# Prob mit Eclipse 3.1 -->wo ist der Eintrag hin!



## EinGast (15. Okt 2004)

Ich wollte mich jetzt eigentlich mal mit SWT beschäftigen. Ne neue Eclipse-Version war auch mal wieder fällig. Also 3.1 runtergeladen und nach dem Tutorial (http://www.3plus4software.de/sma/Ein_SWT_Tutorial.html) vorgegangen. Nur werd ich da gleich zu Beginn ausgebremst.
Den Punkt "External Plug-ins and Fragments" gibts da (zumindest bei mir) nicht! Jemand ne Idee, wie ich das SWT sonst einbinde?


----------



## EinGast (17. Okt 2004)

wirklich niemand ne Idee?!
schade :-(


----------



## stev.glasow (17. Okt 2004)

Du kannst SWT auch nutzen wenn du es "ganz normal" wie jede andere externe jar auch einbindest (ohne dieses External Plug-ins and Fragments). du musst halt noch darauf achten, dass sich die 'dll' bzw 'so' in dem Projektordner befindent.


----------



## EinGast (19. Okt 2004)

ah, cool.
hab mich scho gewundert warum des so gemacht wern soll...
suppi
thx


----------

» **Gestellte Aufgabe 1**
Worauf muss man laut dem vorliegenden Text achten, wenn man SWT wie eine gewöhnliche externe jar einbindet?

» **Inhalt der Datensätze**

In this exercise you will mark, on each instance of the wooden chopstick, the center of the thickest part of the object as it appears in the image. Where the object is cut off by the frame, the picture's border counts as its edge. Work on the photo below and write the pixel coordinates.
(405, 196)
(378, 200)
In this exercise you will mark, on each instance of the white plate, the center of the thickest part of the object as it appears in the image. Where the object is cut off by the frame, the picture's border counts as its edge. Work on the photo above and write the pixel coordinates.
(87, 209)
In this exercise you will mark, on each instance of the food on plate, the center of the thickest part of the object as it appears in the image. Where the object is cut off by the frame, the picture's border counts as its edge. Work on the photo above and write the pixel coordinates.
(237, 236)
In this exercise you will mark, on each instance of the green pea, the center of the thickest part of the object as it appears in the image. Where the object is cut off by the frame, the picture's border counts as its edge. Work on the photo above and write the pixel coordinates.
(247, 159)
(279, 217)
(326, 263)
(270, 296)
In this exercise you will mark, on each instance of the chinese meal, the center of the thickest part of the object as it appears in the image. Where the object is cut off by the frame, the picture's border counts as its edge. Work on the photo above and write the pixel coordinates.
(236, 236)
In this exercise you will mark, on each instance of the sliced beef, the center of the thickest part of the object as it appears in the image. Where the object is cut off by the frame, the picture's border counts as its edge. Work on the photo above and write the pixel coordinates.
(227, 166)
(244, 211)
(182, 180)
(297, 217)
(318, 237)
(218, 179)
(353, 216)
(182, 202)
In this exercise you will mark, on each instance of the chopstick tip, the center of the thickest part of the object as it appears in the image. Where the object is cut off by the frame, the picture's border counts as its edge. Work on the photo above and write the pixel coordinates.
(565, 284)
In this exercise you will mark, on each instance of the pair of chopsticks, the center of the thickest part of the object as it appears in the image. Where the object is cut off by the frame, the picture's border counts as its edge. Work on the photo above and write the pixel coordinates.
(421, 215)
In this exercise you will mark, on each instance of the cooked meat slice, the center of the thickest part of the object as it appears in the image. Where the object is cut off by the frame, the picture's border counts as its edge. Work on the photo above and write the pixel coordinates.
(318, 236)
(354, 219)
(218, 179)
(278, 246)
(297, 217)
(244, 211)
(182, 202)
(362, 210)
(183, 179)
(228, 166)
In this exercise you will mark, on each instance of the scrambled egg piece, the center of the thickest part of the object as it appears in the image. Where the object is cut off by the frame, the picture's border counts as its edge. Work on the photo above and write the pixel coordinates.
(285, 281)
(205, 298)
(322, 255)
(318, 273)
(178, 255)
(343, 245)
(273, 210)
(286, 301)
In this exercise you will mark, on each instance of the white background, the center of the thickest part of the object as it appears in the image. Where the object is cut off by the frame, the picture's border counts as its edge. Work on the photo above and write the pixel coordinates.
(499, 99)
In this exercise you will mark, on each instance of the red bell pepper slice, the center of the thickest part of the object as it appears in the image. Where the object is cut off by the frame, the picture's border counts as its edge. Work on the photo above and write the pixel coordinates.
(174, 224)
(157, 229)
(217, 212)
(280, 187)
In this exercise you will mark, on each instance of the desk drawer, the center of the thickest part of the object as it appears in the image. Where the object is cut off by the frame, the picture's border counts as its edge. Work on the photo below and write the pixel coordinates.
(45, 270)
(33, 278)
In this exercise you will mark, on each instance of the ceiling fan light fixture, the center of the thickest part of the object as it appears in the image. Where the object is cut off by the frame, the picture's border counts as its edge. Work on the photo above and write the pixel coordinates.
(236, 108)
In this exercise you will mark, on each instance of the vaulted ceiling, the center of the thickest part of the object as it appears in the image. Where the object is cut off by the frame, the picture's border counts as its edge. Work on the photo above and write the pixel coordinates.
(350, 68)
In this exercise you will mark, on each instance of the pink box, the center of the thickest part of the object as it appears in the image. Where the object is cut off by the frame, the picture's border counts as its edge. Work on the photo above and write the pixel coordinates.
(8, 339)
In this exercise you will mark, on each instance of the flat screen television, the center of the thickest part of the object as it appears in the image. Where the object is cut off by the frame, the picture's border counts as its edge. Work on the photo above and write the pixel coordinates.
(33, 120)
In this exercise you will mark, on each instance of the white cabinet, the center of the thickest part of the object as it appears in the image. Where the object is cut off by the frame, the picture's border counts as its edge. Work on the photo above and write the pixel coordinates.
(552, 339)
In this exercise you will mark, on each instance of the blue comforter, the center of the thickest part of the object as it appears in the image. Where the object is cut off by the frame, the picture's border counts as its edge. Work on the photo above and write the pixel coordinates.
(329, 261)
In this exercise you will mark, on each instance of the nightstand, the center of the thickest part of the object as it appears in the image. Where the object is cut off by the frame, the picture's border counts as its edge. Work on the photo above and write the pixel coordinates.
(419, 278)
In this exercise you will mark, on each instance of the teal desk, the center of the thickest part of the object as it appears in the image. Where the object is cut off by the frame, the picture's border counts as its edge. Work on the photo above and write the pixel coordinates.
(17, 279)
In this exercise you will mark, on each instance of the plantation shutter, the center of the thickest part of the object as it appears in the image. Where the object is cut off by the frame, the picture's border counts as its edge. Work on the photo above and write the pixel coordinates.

» **Gestellte Aufgabe 2**
Wählen Sie alle Zeilen der Datensätze aus, in denen die Zeichenfolge „desk“ vorkommt.

» **Antwort zur Aufgabe 1**
Die 'dll' bzw. 'so' muss sich im Projektordner befinden.

» **Antwort zur Aufgabe 2**
In this exercise you will mark, on each instance of the desk drawer, the center of the thickest part of the object as it appears in the image. Where the object is cut off by the frame, the picture's border counts as its edge. Work on the photo below and write the pixel coordinates.
In this exercise you will mark, on each instance of the teal desk, the center of the thickest part of the object as it appears in the image. Where the object is cut off by the frame, the picture's border counts as its edge. Work on the photo above and write the pixel coordinates.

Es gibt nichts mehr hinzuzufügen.